- **What to work on**:
Return the material below word for word, leaving out the pictures.

- **Recorded information**:
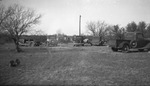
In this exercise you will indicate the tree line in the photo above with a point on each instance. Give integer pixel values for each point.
(16, 20)
(106, 31)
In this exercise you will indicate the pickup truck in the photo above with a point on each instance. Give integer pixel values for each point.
(132, 40)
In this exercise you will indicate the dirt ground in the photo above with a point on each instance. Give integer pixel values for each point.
(68, 65)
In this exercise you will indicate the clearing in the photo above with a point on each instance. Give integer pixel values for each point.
(69, 65)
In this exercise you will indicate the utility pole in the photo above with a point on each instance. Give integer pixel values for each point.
(79, 25)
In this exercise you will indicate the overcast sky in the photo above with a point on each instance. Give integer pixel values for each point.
(64, 14)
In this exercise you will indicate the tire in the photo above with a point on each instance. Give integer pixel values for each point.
(133, 44)
(125, 48)
(141, 50)
(114, 49)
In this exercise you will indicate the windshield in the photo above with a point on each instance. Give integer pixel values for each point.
(129, 36)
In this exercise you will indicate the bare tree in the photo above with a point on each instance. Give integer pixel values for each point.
(17, 20)
(91, 26)
(101, 29)
(131, 27)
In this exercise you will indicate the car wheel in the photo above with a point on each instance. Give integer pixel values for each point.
(141, 50)
(114, 49)
(125, 48)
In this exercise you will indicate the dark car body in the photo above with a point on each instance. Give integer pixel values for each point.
(132, 40)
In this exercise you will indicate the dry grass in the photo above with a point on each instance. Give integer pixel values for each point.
(68, 65)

- **Result of the exercise**:
In this exercise you will indicate the tree line in the photo above with a point on each instance. Give integer pixel values for each point.
(16, 20)
(106, 31)
In this exercise you will indicate the pickup truck in the photo above with a point on each instance. Give integer pixel values for each point.
(132, 40)
In this exercise you will indicate the dirt ground in the photo above with a point on each instance. Give integer pixel values for each point.
(68, 65)
In this exercise you will indicate the clearing in the photo above with a point on each instance. Give integer pixel values for each point.
(69, 65)
In this exercise you will indicate the utility pole in the photo above with a point on each instance. Give integer pixel values for each point.
(79, 25)
In this exercise you will indicate the overcast sky in the photo above with a point on each instance. Give integer pixel values for each point.
(64, 14)
In this exercise you will indicate the tire in the photo above with a point on each instance. Give integer pixel values for each point.
(133, 44)
(125, 48)
(141, 50)
(114, 49)
In this exercise you will indicate the windshield in the photo above with a point on each instance. Give integer pixel values for each point.
(129, 36)
In this exercise you will indicate the bare tree in the photo above with a point on each instance. Give integer pixel values for each point.
(17, 20)
(91, 26)
(101, 29)
(131, 27)
In this exercise you will indicate the car wheel in the photo above with a point on each instance. Give integer pixel values for each point.
(141, 50)
(114, 49)
(125, 48)
In this exercise you will indicate the dark car body in the photo above with a point on each instance. Give integer pixel values for each point.
(132, 40)
In this exercise you will indicate the dry grass in the photo above with a point on each instance. Give integer pixel values for each point.
(68, 65)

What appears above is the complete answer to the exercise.